__RECORDS PROVIDED__
>>
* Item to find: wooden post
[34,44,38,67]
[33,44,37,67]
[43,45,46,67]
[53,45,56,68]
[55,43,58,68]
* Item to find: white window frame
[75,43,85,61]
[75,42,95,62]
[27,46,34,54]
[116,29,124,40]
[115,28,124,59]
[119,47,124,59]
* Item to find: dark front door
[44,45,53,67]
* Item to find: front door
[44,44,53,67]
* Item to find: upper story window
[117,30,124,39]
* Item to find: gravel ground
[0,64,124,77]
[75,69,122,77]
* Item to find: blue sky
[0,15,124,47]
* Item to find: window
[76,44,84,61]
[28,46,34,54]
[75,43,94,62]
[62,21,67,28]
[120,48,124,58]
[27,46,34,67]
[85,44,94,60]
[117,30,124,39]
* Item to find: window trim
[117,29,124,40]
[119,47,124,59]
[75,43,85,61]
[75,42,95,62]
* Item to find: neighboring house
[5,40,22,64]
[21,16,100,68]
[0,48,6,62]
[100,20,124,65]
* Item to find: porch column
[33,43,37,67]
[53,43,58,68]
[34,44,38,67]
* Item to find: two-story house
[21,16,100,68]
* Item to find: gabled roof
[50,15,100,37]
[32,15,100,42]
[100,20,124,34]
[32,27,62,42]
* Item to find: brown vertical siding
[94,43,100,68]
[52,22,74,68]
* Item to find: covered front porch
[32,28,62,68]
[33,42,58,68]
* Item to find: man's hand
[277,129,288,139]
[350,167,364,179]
<<
>>
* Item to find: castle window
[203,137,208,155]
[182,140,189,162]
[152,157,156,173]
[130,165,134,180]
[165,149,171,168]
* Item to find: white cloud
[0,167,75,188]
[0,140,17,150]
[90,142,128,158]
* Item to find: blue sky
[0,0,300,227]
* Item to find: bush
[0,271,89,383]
<<
>>
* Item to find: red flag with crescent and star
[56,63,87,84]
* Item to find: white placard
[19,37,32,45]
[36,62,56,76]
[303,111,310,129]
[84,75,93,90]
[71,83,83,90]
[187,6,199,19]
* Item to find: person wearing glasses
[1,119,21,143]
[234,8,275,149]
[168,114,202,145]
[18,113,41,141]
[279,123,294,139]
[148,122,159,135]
<<
__TASK INSTRUCTIONS__
Please rewrite the material from the line with "find: wooden post" to the line with "[0,15,124,47]", updating "front door" to "entry door" and leaving everything else unchanged.

__EXERCISE RESULT__
* Item to find: wooden post
[34,44,38,67]
[33,44,37,67]
[43,45,46,67]
[53,45,56,68]
[55,43,58,68]
* Item to find: white window frame
[75,43,85,61]
[75,42,95,62]
[27,46,34,54]
[116,29,124,40]
[115,28,124,59]
[119,47,124,59]
* Item to find: dark entry door
[44,45,53,67]
* Item to find: entry door
[44,44,53,67]
* Item to find: upper story window
[117,30,124,39]
* Item to find: gravel ground
[0,64,124,77]
[75,69,122,77]
* Item to find: blue sky
[0,15,124,47]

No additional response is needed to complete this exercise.